→ **YOUR OBJECTIVE**
Rewrite the items below so that every "shrub" becomes "bush", leaving everything else unchanged.

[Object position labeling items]
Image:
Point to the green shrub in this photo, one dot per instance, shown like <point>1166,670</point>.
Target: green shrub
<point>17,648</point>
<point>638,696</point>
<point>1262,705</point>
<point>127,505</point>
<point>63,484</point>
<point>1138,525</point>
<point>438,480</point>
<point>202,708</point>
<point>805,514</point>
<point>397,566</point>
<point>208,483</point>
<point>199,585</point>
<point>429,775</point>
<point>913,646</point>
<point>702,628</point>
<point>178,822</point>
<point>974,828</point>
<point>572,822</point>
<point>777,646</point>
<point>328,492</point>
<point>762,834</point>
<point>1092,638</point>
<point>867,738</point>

→ **RESPONSE TO THE EXERCISE**
Image:
Point to the green bush in this photo, one dot per instance, shown like <point>1166,670</point>.
Target: green bush
<point>17,648</point>
<point>638,696</point>
<point>1262,705</point>
<point>127,505</point>
<point>63,484</point>
<point>1138,525</point>
<point>438,480</point>
<point>202,708</point>
<point>805,514</point>
<point>397,566</point>
<point>208,483</point>
<point>199,585</point>
<point>429,775</point>
<point>913,646</point>
<point>702,628</point>
<point>178,822</point>
<point>974,828</point>
<point>572,822</point>
<point>777,646</point>
<point>328,492</point>
<point>762,834</point>
<point>1092,638</point>
<point>867,738</point>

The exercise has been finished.